• [Request]
Reproduce the lines, beginning with the line containing "Return the outline of every instance of the backpack." and continuing through the end of the records, with the requests left unchanged and every coordinate in the answer outlines shifted by adding 148.

• [Supplied information]

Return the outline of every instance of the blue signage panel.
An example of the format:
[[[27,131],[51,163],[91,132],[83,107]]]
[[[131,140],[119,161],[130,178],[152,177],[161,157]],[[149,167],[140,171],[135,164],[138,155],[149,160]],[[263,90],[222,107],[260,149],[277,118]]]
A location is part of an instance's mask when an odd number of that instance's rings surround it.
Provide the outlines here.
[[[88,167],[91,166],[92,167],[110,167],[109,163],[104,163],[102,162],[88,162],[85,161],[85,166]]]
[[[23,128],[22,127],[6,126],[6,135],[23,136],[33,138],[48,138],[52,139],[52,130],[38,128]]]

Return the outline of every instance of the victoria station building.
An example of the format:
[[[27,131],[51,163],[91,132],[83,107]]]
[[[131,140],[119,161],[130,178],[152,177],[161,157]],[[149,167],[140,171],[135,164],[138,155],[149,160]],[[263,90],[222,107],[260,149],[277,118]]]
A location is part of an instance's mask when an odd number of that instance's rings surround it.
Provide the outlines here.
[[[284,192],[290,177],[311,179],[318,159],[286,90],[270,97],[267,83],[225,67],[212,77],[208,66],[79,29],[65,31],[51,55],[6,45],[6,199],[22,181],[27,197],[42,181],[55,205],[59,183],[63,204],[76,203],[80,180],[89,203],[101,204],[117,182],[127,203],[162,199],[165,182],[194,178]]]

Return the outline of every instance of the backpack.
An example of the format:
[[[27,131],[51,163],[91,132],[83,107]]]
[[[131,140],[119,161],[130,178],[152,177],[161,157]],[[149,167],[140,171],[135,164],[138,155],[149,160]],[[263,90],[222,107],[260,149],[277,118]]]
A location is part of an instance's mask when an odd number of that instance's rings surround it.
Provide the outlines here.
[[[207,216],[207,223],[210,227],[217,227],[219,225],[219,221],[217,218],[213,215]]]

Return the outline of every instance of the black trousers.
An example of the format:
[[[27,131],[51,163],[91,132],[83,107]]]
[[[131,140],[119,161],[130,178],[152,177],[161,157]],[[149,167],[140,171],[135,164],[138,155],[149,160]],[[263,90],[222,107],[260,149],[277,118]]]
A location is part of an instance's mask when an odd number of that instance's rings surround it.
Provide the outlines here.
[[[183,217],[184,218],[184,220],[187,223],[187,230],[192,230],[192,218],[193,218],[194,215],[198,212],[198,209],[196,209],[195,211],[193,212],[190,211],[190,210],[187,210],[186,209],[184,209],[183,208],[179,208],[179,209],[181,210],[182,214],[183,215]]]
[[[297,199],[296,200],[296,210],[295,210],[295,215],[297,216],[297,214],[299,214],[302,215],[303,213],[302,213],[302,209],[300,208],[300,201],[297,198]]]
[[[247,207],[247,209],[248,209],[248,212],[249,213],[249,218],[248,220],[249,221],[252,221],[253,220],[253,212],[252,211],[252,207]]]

• [Correct output]
Return the outline of every instance of the backpack.
An example of the format:
[[[27,131],[51,163],[91,132],[83,107]]]
[[[131,140],[119,161],[130,178],[152,177],[161,157]],[[149,167],[140,171],[135,164],[138,155],[149,160]],[[263,90],[222,107],[260,149],[277,118]]]
A location is part of an instance's mask when an odd number of that instance's rings surround it.
Provide the outlines here.
[[[355,364],[355,371],[358,375],[365,375],[367,373],[367,369],[365,366],[361,363]]]

Return the outline of every instance of the black trousers.
An example of the format:
[[[27,131],[51,163],[91,132],[83,107]]]
[[[131,140],[119,161],[130,178],[152,177],[161,157]],[[149,167],[140,171],[135,164],[138,155],[149,160]],[[263,90],[222,107],[260,149],[277,118]]]
A location is part of an instance's mask when an odd number of that instance's rings surround it.
Provide the outlines here.
[[[331,365],[332,366],[332,368],[335,371],[335,378],[340,378],[340,366],[341,366],[342,363],[346,360],[346,357],[344,357],[343,359],[341,360],[338,359],[338,358],[335,358],[334,357],[332,357],[331,356],[327,356],[327,357],[329,358],[330,362],[331,363]]]
[[[445,347],[444,348],[444,358],[443,358],[443,363],[445,364],[445,362],[447,362],[450,363],[451,361],[450,361],[450,357],[448,356],[448,349],[445,346]]]
[[[395,355],[395,357],[396,357],[396,360],[397,361],[397,366],[396,368],[397,369],[400,369],[401,368],[401,360],[400,359],[400,355]]]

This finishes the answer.